* Goal: Rewrite the rows from their first line through the line containing "M 292 392 L", switching "black picture frame" to "silver picture frame" and leaving everything else unchanged.

* Exercise data:
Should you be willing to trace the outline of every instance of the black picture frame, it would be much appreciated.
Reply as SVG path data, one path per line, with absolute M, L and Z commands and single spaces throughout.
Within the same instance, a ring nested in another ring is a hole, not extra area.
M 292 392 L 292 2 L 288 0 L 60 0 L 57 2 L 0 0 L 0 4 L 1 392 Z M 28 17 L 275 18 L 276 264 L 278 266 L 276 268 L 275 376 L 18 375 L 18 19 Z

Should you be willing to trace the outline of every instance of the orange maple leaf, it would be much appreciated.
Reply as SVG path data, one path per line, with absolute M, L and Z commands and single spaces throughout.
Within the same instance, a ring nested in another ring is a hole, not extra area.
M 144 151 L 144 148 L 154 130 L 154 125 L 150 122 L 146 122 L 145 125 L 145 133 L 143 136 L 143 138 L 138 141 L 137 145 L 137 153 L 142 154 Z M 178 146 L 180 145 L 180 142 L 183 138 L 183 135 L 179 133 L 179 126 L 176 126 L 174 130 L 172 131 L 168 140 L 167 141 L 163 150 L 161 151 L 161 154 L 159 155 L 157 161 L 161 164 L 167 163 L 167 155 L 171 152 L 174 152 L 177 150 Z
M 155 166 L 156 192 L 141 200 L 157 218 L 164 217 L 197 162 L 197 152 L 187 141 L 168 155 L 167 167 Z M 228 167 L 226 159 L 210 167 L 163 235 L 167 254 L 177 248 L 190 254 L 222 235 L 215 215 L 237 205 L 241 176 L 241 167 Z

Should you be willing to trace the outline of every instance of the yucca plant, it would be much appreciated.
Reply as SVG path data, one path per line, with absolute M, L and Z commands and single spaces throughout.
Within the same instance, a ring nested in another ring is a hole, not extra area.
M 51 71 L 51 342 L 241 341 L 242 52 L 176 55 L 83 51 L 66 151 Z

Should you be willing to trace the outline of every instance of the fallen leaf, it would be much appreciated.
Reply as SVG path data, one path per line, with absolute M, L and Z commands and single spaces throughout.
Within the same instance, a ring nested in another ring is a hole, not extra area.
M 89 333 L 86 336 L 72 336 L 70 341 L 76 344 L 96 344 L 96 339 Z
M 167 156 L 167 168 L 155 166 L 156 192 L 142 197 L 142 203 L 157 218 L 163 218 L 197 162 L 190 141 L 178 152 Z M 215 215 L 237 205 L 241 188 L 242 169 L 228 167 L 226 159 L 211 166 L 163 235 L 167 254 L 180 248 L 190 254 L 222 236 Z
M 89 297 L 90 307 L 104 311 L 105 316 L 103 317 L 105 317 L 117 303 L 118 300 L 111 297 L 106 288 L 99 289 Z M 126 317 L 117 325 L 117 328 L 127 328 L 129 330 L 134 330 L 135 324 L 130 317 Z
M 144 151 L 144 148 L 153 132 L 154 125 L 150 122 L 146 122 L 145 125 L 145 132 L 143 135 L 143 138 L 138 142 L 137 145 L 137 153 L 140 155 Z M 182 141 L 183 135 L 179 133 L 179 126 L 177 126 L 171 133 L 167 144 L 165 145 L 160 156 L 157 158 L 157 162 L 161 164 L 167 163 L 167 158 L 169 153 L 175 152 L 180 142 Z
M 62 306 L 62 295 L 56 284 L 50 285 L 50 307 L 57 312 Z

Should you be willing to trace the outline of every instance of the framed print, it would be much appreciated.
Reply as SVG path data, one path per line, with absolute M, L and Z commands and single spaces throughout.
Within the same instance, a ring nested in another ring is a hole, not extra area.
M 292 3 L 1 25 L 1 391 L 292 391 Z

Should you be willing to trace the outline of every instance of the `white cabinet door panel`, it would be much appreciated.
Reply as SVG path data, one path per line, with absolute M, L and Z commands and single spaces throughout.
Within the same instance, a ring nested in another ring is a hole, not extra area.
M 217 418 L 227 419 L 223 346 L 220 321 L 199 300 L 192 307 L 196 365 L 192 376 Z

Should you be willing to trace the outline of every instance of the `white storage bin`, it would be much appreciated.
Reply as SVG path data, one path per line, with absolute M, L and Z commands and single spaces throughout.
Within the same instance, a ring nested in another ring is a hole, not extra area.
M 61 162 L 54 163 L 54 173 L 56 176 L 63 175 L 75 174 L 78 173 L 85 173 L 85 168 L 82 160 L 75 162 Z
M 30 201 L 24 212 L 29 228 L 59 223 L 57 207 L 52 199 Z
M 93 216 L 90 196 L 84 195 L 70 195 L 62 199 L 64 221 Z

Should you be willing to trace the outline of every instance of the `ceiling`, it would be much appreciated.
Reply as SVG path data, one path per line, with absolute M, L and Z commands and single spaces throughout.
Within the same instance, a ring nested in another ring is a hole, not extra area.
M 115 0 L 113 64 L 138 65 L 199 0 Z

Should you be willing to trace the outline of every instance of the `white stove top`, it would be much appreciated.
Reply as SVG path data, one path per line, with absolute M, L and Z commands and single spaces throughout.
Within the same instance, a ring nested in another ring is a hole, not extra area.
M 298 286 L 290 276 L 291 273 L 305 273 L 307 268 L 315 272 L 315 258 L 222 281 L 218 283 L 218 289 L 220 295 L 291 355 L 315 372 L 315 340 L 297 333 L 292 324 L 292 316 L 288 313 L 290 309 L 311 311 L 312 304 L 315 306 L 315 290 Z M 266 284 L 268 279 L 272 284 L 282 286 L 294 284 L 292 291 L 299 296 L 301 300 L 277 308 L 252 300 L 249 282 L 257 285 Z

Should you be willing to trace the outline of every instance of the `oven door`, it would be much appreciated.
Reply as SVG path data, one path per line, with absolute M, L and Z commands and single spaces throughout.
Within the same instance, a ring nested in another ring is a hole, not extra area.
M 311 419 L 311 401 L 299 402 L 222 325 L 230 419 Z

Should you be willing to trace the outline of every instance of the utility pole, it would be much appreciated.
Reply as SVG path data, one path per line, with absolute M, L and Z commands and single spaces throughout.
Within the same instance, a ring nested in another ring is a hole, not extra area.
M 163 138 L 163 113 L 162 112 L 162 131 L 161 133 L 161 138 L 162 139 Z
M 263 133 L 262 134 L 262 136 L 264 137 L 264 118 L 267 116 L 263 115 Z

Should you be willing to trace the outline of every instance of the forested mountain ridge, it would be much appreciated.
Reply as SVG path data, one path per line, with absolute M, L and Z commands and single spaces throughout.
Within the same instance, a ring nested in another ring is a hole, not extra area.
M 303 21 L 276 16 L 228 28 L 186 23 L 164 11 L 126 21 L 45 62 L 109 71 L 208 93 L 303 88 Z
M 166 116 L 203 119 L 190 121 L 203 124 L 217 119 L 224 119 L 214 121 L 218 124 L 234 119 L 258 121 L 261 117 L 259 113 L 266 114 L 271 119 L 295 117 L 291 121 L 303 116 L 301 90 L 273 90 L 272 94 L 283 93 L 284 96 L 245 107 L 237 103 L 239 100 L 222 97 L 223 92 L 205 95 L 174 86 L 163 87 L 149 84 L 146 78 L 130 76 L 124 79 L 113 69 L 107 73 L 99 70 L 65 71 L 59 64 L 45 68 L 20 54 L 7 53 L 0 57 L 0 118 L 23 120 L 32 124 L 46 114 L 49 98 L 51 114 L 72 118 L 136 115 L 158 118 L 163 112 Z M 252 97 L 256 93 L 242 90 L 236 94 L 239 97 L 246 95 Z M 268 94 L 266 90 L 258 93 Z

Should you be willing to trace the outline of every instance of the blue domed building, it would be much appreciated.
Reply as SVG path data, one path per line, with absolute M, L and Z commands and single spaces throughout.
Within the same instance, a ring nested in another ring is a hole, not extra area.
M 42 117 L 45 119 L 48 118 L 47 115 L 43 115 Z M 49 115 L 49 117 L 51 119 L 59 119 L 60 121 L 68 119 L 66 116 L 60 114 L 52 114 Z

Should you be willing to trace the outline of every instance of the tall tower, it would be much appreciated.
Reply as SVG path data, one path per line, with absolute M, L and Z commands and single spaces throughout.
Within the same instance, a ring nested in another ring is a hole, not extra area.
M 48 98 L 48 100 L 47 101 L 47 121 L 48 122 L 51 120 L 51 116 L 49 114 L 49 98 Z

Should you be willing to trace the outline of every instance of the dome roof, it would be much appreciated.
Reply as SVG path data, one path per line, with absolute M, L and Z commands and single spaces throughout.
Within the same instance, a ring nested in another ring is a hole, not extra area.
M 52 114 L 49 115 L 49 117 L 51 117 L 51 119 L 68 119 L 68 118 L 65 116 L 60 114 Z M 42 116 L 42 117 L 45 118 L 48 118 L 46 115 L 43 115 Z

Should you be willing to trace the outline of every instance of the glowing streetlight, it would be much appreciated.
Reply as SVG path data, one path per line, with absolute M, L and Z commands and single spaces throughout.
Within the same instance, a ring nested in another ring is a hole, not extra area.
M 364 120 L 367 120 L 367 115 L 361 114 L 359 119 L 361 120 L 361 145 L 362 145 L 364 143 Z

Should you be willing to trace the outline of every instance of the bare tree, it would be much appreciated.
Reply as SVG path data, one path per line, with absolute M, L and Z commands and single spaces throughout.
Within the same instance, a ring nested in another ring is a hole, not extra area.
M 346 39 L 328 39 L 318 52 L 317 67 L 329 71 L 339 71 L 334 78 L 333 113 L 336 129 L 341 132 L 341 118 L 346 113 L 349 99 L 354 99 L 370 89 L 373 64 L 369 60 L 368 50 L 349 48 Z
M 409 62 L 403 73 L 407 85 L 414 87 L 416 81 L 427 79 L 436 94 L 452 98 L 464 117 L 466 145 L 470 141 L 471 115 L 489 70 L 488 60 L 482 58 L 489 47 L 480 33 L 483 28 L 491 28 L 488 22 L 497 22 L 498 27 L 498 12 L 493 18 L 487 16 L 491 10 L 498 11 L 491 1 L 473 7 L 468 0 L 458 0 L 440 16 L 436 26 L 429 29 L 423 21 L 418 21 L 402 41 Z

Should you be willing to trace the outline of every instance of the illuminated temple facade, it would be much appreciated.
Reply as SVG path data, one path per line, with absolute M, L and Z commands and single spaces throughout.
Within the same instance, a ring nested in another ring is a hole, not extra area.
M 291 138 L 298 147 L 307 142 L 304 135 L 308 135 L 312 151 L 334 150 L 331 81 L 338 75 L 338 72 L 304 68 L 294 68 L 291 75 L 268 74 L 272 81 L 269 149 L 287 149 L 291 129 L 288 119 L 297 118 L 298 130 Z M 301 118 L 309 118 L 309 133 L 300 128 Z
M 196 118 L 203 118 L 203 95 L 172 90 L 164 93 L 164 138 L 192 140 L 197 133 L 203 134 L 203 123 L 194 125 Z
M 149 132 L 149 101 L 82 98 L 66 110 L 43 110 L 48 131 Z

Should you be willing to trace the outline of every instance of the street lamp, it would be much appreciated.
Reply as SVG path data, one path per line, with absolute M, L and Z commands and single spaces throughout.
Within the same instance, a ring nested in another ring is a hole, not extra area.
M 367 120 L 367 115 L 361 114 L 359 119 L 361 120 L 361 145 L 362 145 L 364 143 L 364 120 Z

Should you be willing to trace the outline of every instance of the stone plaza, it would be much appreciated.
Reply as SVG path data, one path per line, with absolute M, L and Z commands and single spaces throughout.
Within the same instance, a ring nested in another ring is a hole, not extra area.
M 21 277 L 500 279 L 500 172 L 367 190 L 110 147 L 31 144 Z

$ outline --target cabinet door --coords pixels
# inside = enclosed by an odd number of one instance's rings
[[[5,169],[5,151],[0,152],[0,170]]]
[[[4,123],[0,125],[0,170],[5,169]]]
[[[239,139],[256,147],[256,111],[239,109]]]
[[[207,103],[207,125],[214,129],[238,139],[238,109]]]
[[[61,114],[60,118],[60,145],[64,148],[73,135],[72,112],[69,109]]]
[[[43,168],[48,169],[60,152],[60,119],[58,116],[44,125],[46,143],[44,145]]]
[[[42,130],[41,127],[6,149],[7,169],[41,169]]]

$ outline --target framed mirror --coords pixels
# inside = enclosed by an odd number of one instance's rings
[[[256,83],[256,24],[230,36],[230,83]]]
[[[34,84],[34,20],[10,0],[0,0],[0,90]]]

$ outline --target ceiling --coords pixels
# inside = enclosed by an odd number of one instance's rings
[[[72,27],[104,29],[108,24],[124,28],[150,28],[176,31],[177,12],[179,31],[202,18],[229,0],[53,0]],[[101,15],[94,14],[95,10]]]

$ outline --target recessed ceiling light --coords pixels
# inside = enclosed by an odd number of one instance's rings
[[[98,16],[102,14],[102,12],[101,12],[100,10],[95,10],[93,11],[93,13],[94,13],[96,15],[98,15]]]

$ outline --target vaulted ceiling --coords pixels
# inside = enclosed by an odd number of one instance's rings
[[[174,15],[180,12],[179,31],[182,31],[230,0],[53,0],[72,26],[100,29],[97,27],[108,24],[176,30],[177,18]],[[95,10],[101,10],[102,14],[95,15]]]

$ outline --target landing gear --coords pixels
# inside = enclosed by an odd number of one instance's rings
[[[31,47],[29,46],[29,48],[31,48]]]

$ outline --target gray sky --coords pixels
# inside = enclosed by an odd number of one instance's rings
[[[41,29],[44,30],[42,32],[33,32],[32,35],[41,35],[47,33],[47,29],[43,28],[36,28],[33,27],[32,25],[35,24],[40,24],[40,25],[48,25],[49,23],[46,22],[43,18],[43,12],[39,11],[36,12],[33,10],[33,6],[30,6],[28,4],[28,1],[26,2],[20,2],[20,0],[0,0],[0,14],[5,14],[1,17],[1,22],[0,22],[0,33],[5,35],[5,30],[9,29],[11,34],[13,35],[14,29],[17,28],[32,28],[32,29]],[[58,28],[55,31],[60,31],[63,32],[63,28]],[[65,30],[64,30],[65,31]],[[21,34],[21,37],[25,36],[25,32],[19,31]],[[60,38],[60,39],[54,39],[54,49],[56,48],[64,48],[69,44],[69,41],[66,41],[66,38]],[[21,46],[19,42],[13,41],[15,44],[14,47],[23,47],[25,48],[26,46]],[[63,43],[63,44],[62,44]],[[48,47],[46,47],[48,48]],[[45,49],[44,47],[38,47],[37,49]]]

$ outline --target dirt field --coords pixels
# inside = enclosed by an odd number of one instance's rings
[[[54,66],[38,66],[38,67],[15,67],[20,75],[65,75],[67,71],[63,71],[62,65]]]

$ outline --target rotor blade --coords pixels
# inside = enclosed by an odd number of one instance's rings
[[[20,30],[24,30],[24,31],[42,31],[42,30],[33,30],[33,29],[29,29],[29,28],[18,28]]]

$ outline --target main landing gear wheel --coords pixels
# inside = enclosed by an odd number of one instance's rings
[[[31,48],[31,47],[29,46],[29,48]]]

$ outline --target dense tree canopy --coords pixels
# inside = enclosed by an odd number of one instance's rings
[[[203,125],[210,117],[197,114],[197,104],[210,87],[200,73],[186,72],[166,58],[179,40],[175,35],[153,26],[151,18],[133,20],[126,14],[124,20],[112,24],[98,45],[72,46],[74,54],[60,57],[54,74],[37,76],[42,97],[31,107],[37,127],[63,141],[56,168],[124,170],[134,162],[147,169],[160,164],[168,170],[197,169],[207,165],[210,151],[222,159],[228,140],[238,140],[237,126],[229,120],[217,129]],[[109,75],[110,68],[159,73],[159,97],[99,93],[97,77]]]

* Task response:
Should you be willing to trace the outline of every instance of the silver picture frame, it would be much appreciated.
Reply as SVG path data, one path per line, with absolute M, L and Z commands and single spaces throughout.
Within the same instance, a ring nested in another ring is a hole, not extra area.
M 292 392 L 292 2 L 288 0 L 60 0 L 57 2 L 0 0 L 0 4 L 1 392 Z M 28 17 L 275 18 L 276 264 L 278 266 L 276 268 L 275 376 L 18 375 L 18 19 Z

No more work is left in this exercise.